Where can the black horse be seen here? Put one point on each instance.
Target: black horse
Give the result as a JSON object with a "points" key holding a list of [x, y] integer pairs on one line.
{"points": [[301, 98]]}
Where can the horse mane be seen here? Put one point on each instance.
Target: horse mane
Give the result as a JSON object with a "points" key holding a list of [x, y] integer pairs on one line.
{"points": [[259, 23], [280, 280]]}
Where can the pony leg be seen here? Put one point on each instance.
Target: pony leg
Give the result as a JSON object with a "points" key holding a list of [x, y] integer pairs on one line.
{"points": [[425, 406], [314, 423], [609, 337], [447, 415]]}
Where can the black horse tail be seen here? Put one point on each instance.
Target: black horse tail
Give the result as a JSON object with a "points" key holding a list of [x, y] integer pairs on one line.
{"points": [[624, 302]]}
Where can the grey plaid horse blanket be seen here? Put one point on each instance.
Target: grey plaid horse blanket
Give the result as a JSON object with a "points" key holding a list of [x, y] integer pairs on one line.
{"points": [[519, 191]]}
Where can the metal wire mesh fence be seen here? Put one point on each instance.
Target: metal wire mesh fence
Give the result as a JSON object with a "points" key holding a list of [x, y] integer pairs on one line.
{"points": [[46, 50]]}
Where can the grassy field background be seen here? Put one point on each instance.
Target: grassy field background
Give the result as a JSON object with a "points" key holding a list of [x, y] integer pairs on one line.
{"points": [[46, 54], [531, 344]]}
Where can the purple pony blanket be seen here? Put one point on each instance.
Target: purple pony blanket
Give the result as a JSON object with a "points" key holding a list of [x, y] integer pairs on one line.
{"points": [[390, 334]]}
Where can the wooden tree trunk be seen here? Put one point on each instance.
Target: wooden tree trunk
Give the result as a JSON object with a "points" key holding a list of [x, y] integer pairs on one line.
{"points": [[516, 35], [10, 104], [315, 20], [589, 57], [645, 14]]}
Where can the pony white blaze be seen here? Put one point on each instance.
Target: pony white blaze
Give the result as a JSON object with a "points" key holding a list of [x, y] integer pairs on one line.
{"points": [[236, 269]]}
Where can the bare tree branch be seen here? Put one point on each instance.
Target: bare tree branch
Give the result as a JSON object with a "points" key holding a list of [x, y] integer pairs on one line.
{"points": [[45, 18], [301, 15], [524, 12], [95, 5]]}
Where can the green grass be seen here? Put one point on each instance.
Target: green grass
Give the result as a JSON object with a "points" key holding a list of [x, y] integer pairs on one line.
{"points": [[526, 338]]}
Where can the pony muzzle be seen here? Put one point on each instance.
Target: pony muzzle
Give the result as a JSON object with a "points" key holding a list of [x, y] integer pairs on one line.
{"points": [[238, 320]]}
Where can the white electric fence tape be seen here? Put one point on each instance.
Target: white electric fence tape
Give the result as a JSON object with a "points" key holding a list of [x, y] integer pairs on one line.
◇ ◇ ◇ ◇
The problem
Output, unchanged, the lines of the listing above from the first one through the one holding "Target: horse mane". Leave out every line after it.

Result
Where can the black horse be seen here? Put one point on each instance.
Target: black horse
Give the result as a JSON object with a "points" key holding a list of [x, y] integer pairs on one line.
{"points": [[301, 98]]}
Where can the horse mane be seen here? Put one point on each instance.
Target: horse mane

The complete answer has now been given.